Text section |
= = = = = = =

I'm sure there must be a fellow friendly Windie near you who would let you couple up a known good hose reel onto your system to try. If the hose is old then there is every possibility that there is s restriction internally. Over time running the hose across a busy road could cause damage.
Hi Steve I would agree with Spruce here that the older hose is causing a restriction. Particularly in view that adjusting the pump pressure switch had such a positive impact. It would appear that your pump had the pressure cut off set low.In terms of the controller with your flow rates I would think auto cal would settle somewhere in the 35 - 50 range. But the hose will have effect this too. 

From your description the controller is working as I would expect and both DE and PS are in response to the way the system is working. The PS message is in response to the pump pressure switch activating. Its likely the hose/reel as you have found are the likely culprits, That said you may find fine tune on the pressure switch adjuster will solve this.

On terms of setting cal I would suggest setting your flow rate at 40 then run auto cal.

 
Hi Steve I would agree with Spruce here that the older hose is causing a restriction. Particularly in view that adjusting the pump pressure switch had such a positive impact. It would appear that your pump had the pressure cut off set low.In terms of the controller with your flow rates I would think auto cal would settle somewhere in the 35 - 50 range. But the hose will have effect this too. 

From your description the controller is working as I would expect and both DE and PS are in response to the way the system is working. The PS message is in response to the pump pressure switch activating. Its likely the hose/reel as you have found are the likely culprits, That said you may find fine tune on the pressure switch adjuster will solve this.

On terms of setting cal I would suggest setting your flow rate at 40 then run auto cal.
Ok thanks very much for assistance chaps.

I'll let you know how I get on.

= = = = = = =

Data |
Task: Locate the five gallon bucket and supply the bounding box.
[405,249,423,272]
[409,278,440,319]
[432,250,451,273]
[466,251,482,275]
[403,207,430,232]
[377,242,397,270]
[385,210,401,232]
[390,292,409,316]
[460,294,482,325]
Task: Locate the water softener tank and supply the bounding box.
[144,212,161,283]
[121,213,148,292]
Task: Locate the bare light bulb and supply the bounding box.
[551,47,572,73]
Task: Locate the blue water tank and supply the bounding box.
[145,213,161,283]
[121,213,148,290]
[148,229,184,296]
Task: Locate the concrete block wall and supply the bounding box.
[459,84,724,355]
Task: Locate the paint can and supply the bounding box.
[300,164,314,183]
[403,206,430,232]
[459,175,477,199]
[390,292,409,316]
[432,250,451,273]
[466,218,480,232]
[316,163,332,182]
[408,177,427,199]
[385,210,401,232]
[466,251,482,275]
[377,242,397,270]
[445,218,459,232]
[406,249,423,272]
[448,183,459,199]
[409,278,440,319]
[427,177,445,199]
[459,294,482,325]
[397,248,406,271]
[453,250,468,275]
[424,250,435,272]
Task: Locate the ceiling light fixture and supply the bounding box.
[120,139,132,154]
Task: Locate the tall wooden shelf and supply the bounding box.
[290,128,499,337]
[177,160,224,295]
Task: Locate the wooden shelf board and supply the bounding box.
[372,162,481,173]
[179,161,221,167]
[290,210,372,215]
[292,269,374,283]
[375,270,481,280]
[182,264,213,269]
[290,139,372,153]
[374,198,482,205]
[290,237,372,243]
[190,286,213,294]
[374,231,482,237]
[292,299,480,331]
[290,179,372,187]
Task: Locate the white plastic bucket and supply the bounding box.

= = = = = = =

Task | Carry on the forum thread about the hose restriction and pump pressure switch from the point where it stops.

Written answer |
Hi guys,

Replaced the inlet manifold and hose today and after testing I still got the PS kicking in after being on dead end for five mins. So I'm highly suspicious that air is getting sucked in somewhere on one of the pre pump connections.

I've read that just because they're water tight doesn't mean they're air tight. 

So if my thinking is correct I'm guessing I'll need to drain the tank over the holidays before working at these connections but before I do I'm wondering is there any simple test I can perform that would reveal if air is being sucked in?

Thanks.

 
Hi guys,

Replaced the inlet manifold and hose today and after testing I still got the PS kicking in after being on dead end for five mins. So I'm highly suspicious that air is getting sucked in somewhere on one of the pre pump connections.

I've read that just because they're water tight doesn't mean they're air tight. 

So if my thinking is correct I'm guessing I'll need to drain the tank over the holidays before working at these connections but before I do I'm wondering is there any simple test I can perform that would reveal if air is being sucked in?

Thanks.
No real test that I know off, just a process of elimination ensuring all fittings jubilee clips etc are fully tightened up along with all hozelock connections and changing all hozelock fittings, the plastic ones do wear under pressure, but appear to be just fine.

Do you not have one of these Tank Isolating Tap fitted to the outlet of your tank 

 
Hi guys,

Replaced the inlet manifold and hose today and after testing I still got the PS kicking in after being on dead end for five mins. So I'm highly suspicious that air is getting sucked in somewhere on one of the pre pump connections.

I've read that just because they're water tight doesn't mean they're air tight. 

So if my thinking is correct I'm guessing I'll need to drain the tank over the holidays before working at these connections but before I do I'm wondering is there any simple test I can perform that would reveal if air is being sucked in?

Thanks.
If air is being such in it will only be at one of the joints before the pump.

But you will notice the flow of water from the jets will splutter if you have air being sucked in. 

The only time you will get air being sucked in is when the water in the tank drops to below the level of the pump and you have a bad joint. If you have a full tank and the level is above the pump then water will flow into the pump by means of gravity.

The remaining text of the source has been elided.